§ **What is required**
Count the lines in the listing below that contain the word "fixture", and reply with only that number.

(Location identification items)
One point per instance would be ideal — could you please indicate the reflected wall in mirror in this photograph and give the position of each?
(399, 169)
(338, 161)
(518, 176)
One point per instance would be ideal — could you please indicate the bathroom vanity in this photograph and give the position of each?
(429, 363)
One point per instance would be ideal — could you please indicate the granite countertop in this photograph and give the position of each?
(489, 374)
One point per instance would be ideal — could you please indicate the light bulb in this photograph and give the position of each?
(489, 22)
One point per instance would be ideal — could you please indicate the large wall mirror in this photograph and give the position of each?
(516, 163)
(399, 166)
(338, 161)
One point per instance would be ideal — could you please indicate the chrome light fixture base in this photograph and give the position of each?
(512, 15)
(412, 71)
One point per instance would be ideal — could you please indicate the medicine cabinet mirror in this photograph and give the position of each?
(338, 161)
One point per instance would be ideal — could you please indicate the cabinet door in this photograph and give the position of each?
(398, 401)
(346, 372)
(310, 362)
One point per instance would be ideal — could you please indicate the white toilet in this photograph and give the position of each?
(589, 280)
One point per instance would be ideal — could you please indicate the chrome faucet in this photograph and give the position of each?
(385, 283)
---
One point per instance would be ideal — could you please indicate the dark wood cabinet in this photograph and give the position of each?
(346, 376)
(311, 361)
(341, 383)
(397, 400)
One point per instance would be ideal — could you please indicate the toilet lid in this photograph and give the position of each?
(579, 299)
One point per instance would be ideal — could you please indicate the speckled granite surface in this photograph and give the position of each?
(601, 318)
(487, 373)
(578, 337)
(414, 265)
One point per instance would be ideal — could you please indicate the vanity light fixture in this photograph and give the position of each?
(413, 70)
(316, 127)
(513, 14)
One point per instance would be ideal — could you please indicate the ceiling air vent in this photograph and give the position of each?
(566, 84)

§ **Result for this exercise**
2